» **Aim**: Produce an exact copy of the lines from the line containing "Place one keypoint on each instance of the forehead, using" through the last line of the listing below, both ends included, and nothing else.

++++

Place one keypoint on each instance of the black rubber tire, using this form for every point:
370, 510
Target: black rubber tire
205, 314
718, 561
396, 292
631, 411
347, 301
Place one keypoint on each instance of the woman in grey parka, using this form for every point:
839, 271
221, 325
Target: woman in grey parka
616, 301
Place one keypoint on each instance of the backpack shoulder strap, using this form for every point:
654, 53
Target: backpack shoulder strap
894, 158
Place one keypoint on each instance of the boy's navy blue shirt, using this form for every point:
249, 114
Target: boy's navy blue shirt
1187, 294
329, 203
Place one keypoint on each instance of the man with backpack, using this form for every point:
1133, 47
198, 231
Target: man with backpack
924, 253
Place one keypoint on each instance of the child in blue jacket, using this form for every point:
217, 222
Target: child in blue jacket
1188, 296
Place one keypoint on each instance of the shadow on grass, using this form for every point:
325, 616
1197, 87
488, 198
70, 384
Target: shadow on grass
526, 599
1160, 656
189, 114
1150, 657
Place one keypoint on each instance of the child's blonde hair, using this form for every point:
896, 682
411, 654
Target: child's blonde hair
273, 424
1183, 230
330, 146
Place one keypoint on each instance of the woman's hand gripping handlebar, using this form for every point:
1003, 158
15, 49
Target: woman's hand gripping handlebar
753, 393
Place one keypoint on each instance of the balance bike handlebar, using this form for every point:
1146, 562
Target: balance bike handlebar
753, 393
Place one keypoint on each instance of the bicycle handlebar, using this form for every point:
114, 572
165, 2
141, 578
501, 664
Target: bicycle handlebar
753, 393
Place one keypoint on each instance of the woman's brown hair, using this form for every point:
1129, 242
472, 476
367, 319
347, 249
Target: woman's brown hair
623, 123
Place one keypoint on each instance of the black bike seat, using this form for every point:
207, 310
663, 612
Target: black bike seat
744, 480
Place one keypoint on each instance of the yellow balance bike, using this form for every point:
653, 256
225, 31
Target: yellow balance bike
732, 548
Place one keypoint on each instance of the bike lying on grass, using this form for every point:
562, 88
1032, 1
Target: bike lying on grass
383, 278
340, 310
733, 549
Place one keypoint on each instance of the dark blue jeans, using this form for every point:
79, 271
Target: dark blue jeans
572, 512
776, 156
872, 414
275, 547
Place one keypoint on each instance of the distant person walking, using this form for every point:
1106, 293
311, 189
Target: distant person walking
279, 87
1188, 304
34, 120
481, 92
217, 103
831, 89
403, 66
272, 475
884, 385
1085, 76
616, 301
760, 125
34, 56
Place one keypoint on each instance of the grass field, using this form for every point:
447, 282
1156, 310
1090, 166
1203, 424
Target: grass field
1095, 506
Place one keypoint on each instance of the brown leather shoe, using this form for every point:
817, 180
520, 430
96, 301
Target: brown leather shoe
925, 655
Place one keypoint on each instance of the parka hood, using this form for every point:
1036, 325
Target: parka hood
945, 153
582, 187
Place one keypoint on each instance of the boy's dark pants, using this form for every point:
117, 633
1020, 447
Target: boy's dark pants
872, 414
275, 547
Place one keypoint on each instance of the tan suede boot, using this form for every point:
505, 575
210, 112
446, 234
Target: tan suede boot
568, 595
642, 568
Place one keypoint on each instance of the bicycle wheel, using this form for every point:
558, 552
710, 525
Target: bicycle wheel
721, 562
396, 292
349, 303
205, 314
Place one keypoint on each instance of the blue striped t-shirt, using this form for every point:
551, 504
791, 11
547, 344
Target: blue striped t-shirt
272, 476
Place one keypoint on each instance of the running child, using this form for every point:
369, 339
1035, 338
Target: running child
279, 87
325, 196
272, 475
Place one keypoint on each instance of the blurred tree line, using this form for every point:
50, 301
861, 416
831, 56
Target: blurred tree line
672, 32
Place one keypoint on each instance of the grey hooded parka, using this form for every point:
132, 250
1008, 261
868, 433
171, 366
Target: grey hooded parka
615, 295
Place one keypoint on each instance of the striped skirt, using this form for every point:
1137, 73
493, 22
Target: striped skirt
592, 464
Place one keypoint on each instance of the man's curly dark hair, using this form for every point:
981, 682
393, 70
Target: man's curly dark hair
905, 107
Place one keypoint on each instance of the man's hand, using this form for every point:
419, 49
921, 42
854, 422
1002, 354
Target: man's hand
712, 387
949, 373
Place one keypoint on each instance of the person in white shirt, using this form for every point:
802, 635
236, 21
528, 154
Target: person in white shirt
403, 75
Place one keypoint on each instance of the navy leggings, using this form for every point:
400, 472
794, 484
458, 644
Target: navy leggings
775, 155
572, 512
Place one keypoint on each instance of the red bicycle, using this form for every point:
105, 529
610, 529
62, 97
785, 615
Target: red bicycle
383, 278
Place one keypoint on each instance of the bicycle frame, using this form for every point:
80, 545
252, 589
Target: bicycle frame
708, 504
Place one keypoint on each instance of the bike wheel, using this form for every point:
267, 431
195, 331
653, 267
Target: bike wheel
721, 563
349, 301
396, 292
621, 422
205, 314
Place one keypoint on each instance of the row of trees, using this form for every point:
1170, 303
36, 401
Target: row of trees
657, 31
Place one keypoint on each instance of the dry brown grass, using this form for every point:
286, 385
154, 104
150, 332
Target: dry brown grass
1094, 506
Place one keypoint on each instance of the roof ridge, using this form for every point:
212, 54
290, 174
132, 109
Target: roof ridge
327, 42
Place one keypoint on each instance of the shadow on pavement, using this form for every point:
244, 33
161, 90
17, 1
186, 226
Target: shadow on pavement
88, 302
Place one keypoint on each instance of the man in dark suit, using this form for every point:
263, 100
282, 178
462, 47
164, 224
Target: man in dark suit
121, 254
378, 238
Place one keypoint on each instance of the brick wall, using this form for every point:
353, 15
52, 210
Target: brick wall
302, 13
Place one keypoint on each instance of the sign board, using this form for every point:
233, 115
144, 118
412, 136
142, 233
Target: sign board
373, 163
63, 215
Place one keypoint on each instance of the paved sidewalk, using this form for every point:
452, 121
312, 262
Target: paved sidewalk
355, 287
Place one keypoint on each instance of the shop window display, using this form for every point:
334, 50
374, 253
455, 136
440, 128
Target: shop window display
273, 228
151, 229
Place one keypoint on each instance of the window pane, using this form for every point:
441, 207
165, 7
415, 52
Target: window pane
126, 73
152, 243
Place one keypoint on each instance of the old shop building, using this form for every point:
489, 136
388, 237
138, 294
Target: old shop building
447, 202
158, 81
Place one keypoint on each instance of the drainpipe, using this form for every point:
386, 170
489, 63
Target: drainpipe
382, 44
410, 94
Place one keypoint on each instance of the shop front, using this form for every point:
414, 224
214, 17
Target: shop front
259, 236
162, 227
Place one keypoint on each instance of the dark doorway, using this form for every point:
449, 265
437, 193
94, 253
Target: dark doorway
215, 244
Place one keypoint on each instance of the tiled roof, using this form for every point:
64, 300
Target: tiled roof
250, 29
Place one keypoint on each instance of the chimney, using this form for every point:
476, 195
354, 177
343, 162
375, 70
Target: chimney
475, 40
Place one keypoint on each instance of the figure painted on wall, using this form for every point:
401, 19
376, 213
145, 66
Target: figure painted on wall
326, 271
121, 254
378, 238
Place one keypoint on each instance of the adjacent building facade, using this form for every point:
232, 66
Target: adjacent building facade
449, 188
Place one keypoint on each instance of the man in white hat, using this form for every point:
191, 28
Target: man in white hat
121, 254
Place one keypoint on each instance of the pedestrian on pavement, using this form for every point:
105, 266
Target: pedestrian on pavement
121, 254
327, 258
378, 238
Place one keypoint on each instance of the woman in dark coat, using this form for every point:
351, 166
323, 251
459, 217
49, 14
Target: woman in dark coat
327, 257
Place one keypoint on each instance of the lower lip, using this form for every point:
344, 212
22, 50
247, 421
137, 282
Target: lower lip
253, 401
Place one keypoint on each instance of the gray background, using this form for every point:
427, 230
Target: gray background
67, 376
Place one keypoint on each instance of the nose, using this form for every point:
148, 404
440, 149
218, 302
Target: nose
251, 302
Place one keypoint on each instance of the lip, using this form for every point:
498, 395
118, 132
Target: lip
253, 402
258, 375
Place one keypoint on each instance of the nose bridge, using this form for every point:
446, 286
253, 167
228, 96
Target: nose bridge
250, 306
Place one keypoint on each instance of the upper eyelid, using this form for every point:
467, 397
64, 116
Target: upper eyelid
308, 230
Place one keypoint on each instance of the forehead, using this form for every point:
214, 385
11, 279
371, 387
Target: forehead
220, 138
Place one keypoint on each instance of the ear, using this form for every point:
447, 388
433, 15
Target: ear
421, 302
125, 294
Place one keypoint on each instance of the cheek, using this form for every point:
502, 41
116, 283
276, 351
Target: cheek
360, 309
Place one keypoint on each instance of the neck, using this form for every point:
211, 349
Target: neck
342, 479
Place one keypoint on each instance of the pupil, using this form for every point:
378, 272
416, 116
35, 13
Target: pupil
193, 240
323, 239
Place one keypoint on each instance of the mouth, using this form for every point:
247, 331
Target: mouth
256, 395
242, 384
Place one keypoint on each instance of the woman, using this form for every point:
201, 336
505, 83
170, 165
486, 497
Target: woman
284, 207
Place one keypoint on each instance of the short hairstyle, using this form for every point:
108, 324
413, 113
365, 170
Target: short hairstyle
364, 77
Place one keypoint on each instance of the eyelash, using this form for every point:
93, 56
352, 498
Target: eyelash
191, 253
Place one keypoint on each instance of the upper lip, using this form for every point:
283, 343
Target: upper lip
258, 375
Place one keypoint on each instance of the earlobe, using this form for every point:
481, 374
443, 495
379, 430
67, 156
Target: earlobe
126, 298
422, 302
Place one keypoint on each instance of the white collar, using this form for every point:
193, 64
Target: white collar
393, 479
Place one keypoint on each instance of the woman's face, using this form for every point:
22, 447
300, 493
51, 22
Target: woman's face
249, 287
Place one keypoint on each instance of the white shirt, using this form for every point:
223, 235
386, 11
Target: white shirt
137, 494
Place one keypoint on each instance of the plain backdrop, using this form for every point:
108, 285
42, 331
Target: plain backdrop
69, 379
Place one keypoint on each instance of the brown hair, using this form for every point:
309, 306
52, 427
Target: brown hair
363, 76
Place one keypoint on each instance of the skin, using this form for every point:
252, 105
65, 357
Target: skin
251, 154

++++

» **Problem solution**:
Place one keypoint on each instance of the forehead, using this form for every point:
214, 385
11, 279
371, 387
Target: forehead
220, 138
Place one keypoint on each instance of the ear, using this form for every point:
447, 388
433, 15
Target: ear
421, 302
125, 294
Place one keypoint on each instance of the cheek, using this form for every point:
502, 41
116, 283
276, 351
Target: cheek
360, 309
Place one keypoint on each instance of the neck, using this form for every point:
211, 349
Target: neck
342, 479
Place one keypoint on each instance of the pupil, using this form for every point:
378, 272
416, 116
35, 13
Target: pupil
193, 240
323, 239
Place one keypoint on each instance of the mouth, using this form for every point:
247, 331
Target: mouth
256, 395
242, 384
Place one keypoint on each instance of the woman, using this form for every point:
201, 336
505, 83
170, 165
486, 497
Target: woman
284, 207
Place one keypoint on each instance of the short hairstyle, using this form for every point:
108, 324
413, 113
365, 170
Target: short hairstyle
364, 77
Place one keypoint on each instance of the eyelash, using this form for every point:
93, 56
352, 498
Target: eyelash
191, 253
Place one keypoint on each instance of the upper lip, using this form for every point:
283, 343
Target: upper lip
258, 375
Place one keypoint on each instance of the earlobe, using this form for every point:
481, 374
443, 495
379, 430
67, 156
Target: earlobe
126, 298
422, 302
Place one keypoint on each instance of the white collar, using this form for every point:
193, 64
Target: white collar
393, 479
Place one keypoint on each instance of the woman's face, using this form for every point:
22, 447
300, 493
51, 22
Target: woman's face
249, 287
Place one keypoint on each instance of the white shirt, using this form for every point:
223, 235
386, 11
Target: white shirt
137, 494
Place one keypoint on each instance of the plain backdrop, using this form for every point:
108, 285
42, 331
Target: plain backdrop
69, 379
Place one keypoint on each instance of the brown hair, using this form for every point:
309, 306
52, 427
Target: brown hair
363, 76
Place one keypoint on each instance of the skin, using this form for every point:
252, 105
65, 357
Target: skin
251, 154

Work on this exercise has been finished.